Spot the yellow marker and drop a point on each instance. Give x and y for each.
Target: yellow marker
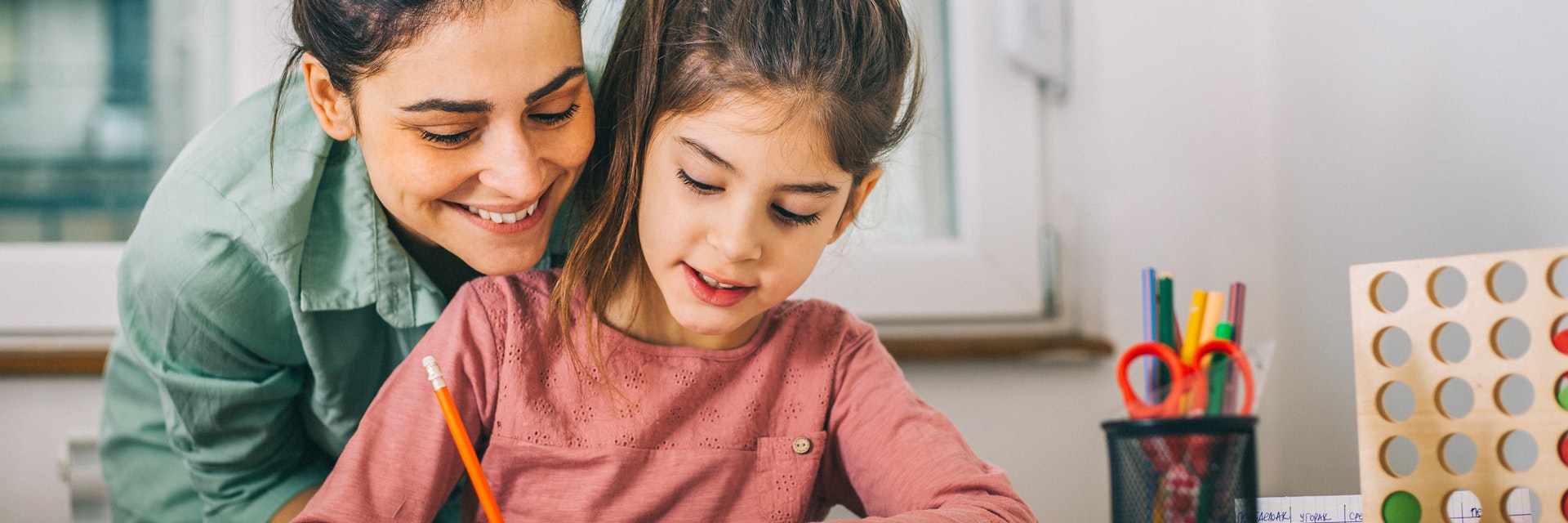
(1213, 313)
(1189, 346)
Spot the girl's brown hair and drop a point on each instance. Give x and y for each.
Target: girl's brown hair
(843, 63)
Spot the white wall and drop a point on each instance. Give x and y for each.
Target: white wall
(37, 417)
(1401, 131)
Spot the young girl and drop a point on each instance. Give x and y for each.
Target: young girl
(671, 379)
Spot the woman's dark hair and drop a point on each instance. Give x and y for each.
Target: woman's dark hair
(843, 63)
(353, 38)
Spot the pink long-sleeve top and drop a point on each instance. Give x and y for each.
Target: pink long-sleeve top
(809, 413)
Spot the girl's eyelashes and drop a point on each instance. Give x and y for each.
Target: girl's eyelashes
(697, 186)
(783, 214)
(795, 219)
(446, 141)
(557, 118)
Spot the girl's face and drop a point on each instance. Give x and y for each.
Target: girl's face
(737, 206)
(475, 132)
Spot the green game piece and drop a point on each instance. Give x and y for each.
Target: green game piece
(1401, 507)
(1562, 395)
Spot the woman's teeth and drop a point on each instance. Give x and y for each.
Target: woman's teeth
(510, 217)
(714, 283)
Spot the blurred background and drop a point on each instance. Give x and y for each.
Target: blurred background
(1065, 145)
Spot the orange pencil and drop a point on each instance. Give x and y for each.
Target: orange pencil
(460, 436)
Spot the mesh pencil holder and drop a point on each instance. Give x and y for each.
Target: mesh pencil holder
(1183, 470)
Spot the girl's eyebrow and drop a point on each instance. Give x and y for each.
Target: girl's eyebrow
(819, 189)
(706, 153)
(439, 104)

_AIM OF THE TASK_
Rewrite the lines of the listing above, requests included, starting with the line containing "Spot the mesh" and going on through the end of the listing. Multiply every x and y coordinate in the points by 0.6 and round each result to a whole number, with halves rounding up.

_ANSWER TO THIS TASK_
Spot the mesh pencil holder and drop a point on each instance. Give x and y for each.
Target: mesh pencil holder
(710, 282)
Spot the girl's eyebrow and drop a point on each instance. Give x and y for each.
Target: girl's eyebrow
(491, 113)
(424, 92)
(263, 62)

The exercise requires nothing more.